THE REQUEST: List every line of the items below that contains the word "wristband", copying each line in full. Case counts.

======

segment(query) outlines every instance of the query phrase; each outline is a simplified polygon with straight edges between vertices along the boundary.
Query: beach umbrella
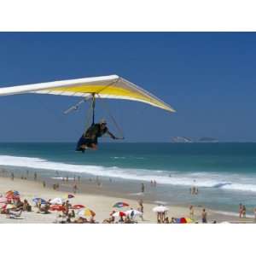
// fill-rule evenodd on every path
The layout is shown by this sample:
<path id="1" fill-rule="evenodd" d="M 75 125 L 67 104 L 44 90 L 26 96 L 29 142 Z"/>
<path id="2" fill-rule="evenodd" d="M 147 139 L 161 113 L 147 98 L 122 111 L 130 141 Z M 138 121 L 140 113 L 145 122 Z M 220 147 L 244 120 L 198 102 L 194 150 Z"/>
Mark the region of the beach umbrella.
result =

======

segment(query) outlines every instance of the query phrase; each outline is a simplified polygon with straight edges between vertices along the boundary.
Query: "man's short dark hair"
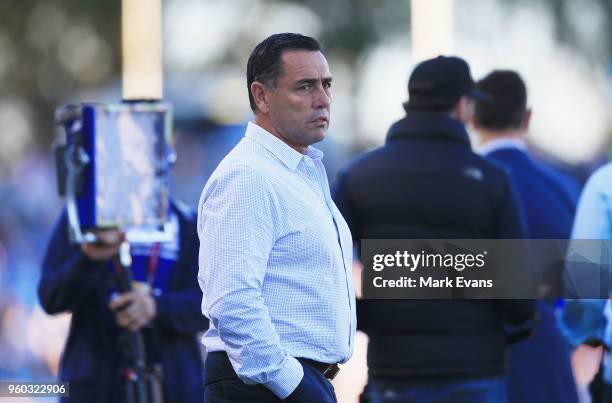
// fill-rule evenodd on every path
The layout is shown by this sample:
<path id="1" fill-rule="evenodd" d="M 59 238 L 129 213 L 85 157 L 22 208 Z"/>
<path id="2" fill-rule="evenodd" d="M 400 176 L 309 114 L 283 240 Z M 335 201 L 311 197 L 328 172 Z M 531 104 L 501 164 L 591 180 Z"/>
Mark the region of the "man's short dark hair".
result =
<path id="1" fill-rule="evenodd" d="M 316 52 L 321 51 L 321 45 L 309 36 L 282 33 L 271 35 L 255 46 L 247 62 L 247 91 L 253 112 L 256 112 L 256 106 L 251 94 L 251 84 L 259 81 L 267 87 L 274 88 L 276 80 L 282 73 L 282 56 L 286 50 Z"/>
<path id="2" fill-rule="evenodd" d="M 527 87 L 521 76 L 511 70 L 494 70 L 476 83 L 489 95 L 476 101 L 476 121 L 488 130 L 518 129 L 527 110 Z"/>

======

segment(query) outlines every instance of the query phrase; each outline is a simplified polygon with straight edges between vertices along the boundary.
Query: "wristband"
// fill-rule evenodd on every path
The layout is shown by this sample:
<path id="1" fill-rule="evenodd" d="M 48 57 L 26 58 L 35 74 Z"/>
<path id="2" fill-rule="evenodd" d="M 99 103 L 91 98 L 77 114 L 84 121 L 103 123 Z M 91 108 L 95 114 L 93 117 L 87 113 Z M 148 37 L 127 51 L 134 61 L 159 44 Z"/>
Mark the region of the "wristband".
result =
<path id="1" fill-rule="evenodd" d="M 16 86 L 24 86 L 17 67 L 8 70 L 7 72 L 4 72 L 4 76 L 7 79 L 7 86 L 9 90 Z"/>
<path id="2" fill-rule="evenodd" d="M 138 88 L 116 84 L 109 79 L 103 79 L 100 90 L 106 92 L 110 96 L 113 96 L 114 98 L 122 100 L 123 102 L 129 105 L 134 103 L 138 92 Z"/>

======

TASK RESULT:
Query: "wristband"
Mark the region of the "wristband".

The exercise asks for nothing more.